Goal 1 - List each ZFS dataset parameter, with its value, that the filesystem benchmark text gives.
Goal 2 - Write out the filesystem benchmark text word for word from "As COW is turned" to "thus not possible.".
Goal 3 - Carry the filesystem benchmark text forward from its final sentence.

Document -
[start]

Raw disk vs CoW filesystems

First, let's compare the performance of the raw disk versus these filesystems on top.

Btrfs mount options: datacow,noatime,defaults
ZFS dataset parameters: atime=off, ashift=0, primarycache=metadata, compression=off

Sequential:

Test (in MB/s)	Raw	Btrfs	ZFS 128k	ZFS 4k
SEQ1M_Q8T1 Read	164	185	126	55
SEQ1M_Q8T1 Write	188	194	162	63
SEQ1M_Q1T1 Read	190	194	153	69
SEQ1M_Q1T1 Write	188	184	143	64

Btrfs is the fastest here, while ZFS is the slowest. This might be due to read-ahead or other optimizations that Btrfs is doing that I'm not aware of.

Random:

Test (in IOPS)	Raw	Btrfs	ZFS 128k	ZFS 4k
RND4K_Q32T1 Read	220	226	118	119
RND4K_Q32T1 Write	396	16977	116	8787
RND4K_Q1T1 Read	140	147	109	121
RND4K_Q1T1 Write	410	6139	112	8262

Btrfs wins again, with ZFS at 4k recordsize second.

On CoW filesystems, random writes with high queue depths can exceed that of the raw disk, since the writes can happen sequentially on disk. The filesystem maps them to the correct offsets in the file.

Btrfs `datacow` vs `nodatacow`

We can directly evaluate the performance characteristics of Btrfs when CoW is turned off (btrfs-admin), and writes are done in-place.

Test (MB/s)	`datacow`	`nodatacow`	Raw
SEQ1M_Q8T1 Read	185	195	164
SEQ1M_Q8T1 Write	194	187	188
SEQ1M_Q1T1 Read	194	195	190
SEQ1M_Q1T1 Write	184	195	188

No measurable difference in sequential performance.

Test (IOPS)	`datacow`	`nodatacow`	Raw
RND4K_Q32T1 Read	226	217	220
RND4K_Q32T1 Write	16977	402	396
RND4K_Q1T1 Read	147	155	140
RND4K_Q1T1 Write	6139	350	410

nodatacow random write speeds drop back to that of the raw disk.

As COW is turned off, random writes happen in-place on disk, and so suffer the same penalties as the raw disk.

nodatacow and checksums

When nodatacow is turned on, checksums (and compression) are disabled. Data corruption cannot be detected. In a RAID1 setup, it will not be possible to determine which disk has the correct block and correction is thus not possible.

For this reason, despite the performance benefit, nodatacow should not be used.

In-place writes

A common database workload involves reading/writing repeatedly to the same file at random locations. This causes fragmentation of the file in CoW filesystems, since the writes are not done in-place. Subsequent sequential reading of the file is going to be slower, possibly close to that of random read performance.

We can simulate this by first writing a large file, doing random writes for a while, and then reading the same file sequentially.

ZFS dataset parameters: atime=off, ashift=0, primarycache=metadata, compression=off
datacow and nodatacow refer to Btrfs with the respective mount option

Test	`datacow`	ZFS 128k	ZFS 4k	`nodatacow`
SEQ1M_Q8T1 Write, MB/s	188	182	65	187
SEQ1M_Q8T1 Read, IOPS (Pre)	187	183	82	192
RND4K_Q32T1 Write, IOPS	20024	92	4933	271
SEQ1M_Q8T1 Read, MB/s (Post)	1	73	3	188

Here, we see that the performance of Btrfs with CoW is abyssmal.

[end]

Provided material -
[start]

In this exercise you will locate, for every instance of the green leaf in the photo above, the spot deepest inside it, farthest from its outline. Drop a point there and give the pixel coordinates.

[end]

Exercise result 1 -
atime=off
ashift=0
primarycache=metadata
compression=off

Exercise result 2 -
As COW is turned off, random writes happen in-place on disk, and so suffer the same penalties as the raw disk.

nodatacow and checksums

When nodatacow is turned on, checksums (and compression) are disabled. Data corruption cannot be detected. In a RAID1 setup, it will not be possible to determine which disk has the correct block and correction is thus not possible.

Exercise result 3 -
At a recordsize of 128k, ZFS does much better, coming in at around half the perfomance if one were to write in-place (simulated via nodatacow). However at 4k recordsize, the performance drops significantly.

In fragmented files/workloads causing fragmentation, a large recordsize can help with sequential reads, at the price of slower random writes (IO amplification due to read-modify-write cycles).

Note: Btrfs does not offer any way to set the default extent size (the equivalent of recordsize). At present the minimum size is 4kB, with no limit on the maximum.

Snapshot Performance

Taking repeated snapshots of a filesystem can affect performance, since defragmentation of any sort can't really happen while snapshotted blocks are still being referenced.

In this test, we take repeated snapshots (~3/s) while the random writes are being done, which should theoretically hamper optimization attempts to sequentially align data.

ZFS dataset parameters: atime=off, ashift=0, primarycache=metadata, compression=off

Test	128k	128k, snaps	4k	4k, snaps
SEQ1M_Q8T1 Write, MB/s	182	180	73	73
SEQ1M_Q8T1 Read, MB/s (Post)	73	90	7	10

Btrfs `autodefrag`

Btrfs` autodefrag feature reads "When enabled, small random writes into files (in a range of tens of kilobytes, currently it’s 64KiB) are detected and queued up for the defragmentation process."

Let's see how turning this on changes things:

Btrfs mount options: datacow,noatime,defaults

Test	noautodefrag	autodefrag
SEQ1M_Q8T1 Write	188 MB/s	186 MB/s
SEQ1M_Q8T1 Read (Pre)	187 MB/s	187 MB/s
RND4K_Q32T1 Write	20024 IOPS	19708 IOPS
SEQ1M_Q8T1 Read (Post)	1 MB/s	1 MB/s

No measurable difference.

ZFS datasets vs volumes

ZFS also supports volumes (zvols), which are datasets that represent a block device. These can be passed as a raw disk to a VM, while still retaining checksums and the ability to snapshot the volume.

ZFS dataset parameters: atime=off, ashift=0, primarycache=metadata, compression=off
ZFS zvol parameters: ashift=12, compression=off
Despite turning off caches, results for the SEQ1M_Q8T1 read for zvols were unrealistically high and so they are omitted.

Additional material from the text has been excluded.